• Selected extract
########
|Walking the high bridge|
Time Magazine in the mid 1980's had a lead article on stress and consequences of it. Some research facility had assigned points to various events in life; so many points for losing a job, moving, getting a divorce, etc. Those were the big ones.
At the time the list appeared I had been moved by the company I was working for, was going through filing for divorce from an alcoholic husband, visiting a dying parent in a hospital, while temporarily living with my mother facing the eminent death of her husband. The last was not on the list but should have been. Oh, and I was less than a year clean and sober and had a sponsor who said I should not be doing any of those things. If you tallied up just those life events on the list I should have checked myself into a mental institution. Or committed suicide.
But I come from a long line of troupers. We keep on keeping on. And are the perfect model of decorum while doing it. There was a t-shirt I saw during that time which I should have bought. It defined stress as, "When your mouth keeps saying yes, but your heart is screaming NO, NO, NO."
There are no huge things like that going on in my life currently. Well, I am trying to refinance my house. Working on a community board trying to reorganize and organization. I have an erratically sick cat, and a dog older than Methuselah with a liver issue. And then there are a series of difficult people I am trying to avoid or not shoot. I have survived financially some routine auto maintenance issues which came in four figures. (the bigger the truck the more expensive the tires). I began paying attention to a health issue which seems to require opening every letter from the health clinic or insurance company with trepidation. I am redoing my whole diet approach which means reading labels again. This time for sodium. And when you try to blend a diet for low blood sugar with an allergy diet and then add sodium and reduce meat it makes even meal preparation a source of stress. Not to mention it deletes all comfort foods just when I need comfort.
I could really go for a large hot fudge sundae just about now.
########
• Work instruction 1
From the essay on stress, transcribe the part that opens with the words containing "At the time" and closes with "Or committed suicide.".
• Work instruction 2
In the essay on stress, which magazine ran the lead article on stress, and roughly when did it appear?
The listing is not required for this work.

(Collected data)
########
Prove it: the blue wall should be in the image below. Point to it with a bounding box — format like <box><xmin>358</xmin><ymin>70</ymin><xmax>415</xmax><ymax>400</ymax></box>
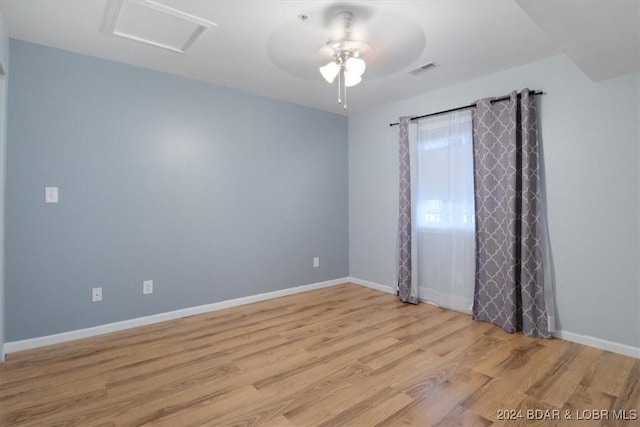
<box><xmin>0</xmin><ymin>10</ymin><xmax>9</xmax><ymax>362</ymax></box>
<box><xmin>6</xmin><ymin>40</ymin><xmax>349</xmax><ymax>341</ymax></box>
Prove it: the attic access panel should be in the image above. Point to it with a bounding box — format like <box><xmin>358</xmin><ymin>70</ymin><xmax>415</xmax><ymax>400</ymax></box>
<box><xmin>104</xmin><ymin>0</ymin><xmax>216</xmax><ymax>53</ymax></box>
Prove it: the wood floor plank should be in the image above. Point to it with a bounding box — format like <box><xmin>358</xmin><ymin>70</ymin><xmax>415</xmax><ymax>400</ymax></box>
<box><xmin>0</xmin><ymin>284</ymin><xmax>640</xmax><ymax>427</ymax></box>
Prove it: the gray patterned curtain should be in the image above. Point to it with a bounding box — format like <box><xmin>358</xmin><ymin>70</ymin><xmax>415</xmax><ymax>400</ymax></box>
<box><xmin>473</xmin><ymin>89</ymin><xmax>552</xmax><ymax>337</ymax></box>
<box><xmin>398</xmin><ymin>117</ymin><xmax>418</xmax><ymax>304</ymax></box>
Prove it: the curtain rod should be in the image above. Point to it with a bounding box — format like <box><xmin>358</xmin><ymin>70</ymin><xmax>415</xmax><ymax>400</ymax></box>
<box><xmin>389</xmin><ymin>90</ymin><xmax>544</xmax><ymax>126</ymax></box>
########
• Exercise output 1
At the time the list appeared I had been moved by the company I was working for, was going through filing for divorce from an alcoholic husband, visiting a dying parent in a hospital, while temporarily living with my mother facing the eminent death of her husband. The last was not on the list but should have been. Oh, and I was less than a year clean and sober and had a sponsor who said I should not be doing any of those things. If you tallied up just those life events on the list I should have checked myself into a mental institution. Or committed suicide.

• Exercise output 2
Time Magazine, in the mid 1980's.